> **Problem details**
Repeat every line of the listing from the one that contains "the dog in this photo." through the listing's last line, and shift each coordinate in the answers up by 130.
━━━━━━━━
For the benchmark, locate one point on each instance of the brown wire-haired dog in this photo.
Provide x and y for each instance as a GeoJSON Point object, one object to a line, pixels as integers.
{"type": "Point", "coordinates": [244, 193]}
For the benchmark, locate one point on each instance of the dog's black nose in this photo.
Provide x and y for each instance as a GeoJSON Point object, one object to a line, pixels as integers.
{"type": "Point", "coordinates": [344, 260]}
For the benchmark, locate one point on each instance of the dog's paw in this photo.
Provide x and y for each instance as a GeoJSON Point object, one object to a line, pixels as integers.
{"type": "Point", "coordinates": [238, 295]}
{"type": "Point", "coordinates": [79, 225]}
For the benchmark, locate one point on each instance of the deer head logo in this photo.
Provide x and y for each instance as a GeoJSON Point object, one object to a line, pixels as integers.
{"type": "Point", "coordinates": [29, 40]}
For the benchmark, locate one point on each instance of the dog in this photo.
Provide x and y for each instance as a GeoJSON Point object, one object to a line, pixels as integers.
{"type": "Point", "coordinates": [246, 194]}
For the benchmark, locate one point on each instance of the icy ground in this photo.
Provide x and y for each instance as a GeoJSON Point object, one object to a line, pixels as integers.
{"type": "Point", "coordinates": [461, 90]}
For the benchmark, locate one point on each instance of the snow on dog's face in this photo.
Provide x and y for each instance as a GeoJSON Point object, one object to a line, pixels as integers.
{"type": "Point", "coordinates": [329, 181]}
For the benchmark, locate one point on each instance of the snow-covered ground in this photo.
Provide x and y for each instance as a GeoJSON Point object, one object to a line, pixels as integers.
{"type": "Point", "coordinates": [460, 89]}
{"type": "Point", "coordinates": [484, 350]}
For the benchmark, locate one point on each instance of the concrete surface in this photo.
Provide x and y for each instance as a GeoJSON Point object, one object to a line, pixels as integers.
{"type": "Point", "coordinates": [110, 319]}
━━━━━━━━
> **Finished answer**
For the benchmark, locate one point on each instance of the dog in this photo.
Provide x and y for each instance as a GeoJSON Point object, one object to a line, pixels as integers.
{"type": "Point", "coordinates": [376, 324]}
For the benchmark, locate one point on each instance of the icy ground in this photo.
Provide x and y for each instance as a GeoJSON Point object, one object to a line, pixels as integers.
{"type": "Point", "coordinates": [591, 220]}
For the benchmark, locate one point on each instance of the snow on dog's face in this photo.
Provide x and y for each instance as a GeoJSON Point object, one object to a line, pixels as integers.
{"type": "Point", "coordinates": [459, 311]}
For the benchmark, locate one point on each instance of the snow-covered ground in this photo.
Provide x and y for each instance as a GeoJSON Point object, one object to a line, pixels as integers.
{"type": "Point", "coordinates": [590, 219]}
{"type": "Point", "coordinates": [614, 480]}
For the benchmark, locate one point on each instance of the concrete surface in this photo.
Provide x and y for each instance as a GeoJSON Point object, one object to a line, pixels as integers.
{"type": "Point", "coordinates": [240, 449]}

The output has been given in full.